- **Data listing**
START

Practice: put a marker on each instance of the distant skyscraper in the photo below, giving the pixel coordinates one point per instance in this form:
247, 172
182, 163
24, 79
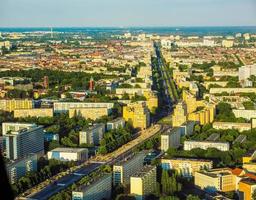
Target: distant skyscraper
91, 84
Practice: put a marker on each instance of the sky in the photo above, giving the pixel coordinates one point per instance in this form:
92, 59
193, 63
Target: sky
126, 13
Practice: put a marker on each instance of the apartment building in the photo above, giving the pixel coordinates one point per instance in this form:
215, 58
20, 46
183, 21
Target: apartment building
89, 113
11, 104
143, 183
60, 107
98, 189
68, 154
222, 146
23, 139
138, 114
92, 135
116, 123
186, 166
123, 170
18, 168
33, 112
216, 180
170, 139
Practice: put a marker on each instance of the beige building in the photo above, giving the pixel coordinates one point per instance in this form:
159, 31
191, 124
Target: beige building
232, 125
186, 166
143, 182
171, 138
216, 180
11, 104
222, 146
179, 115
89, 113
33, 112
123, 170
138, 114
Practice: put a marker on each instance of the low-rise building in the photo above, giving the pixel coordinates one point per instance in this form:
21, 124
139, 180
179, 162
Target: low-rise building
232, 125
89, 113
186, 166
216, 180
143, 182
222, 146
98, 189
247, 187
123, 170
170, 139
92, 135
33, 112
68, 154
138, 114
116, 123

END

- **SHORT EXERCISE**
Copy verbatim the stretch of the data listing above from the line containing "Practice: put a marker on each instance of the low-rise" through the final line of the listing, with both end lines included.

- **SOLUTION**
Practice: put a marker on each instance of the low-rise building in the photo above, giving the pixel coordinates one point per instance in this form:
21, 124
139, 180
179, 162
Target: low-rise building
232, 125
89, 113
186, 166
216, 180
143, 182
222, 146
98, 189
247, 187
123, 170
170, 139
92, 135
33, 112
68, 154
138, 114
116, 123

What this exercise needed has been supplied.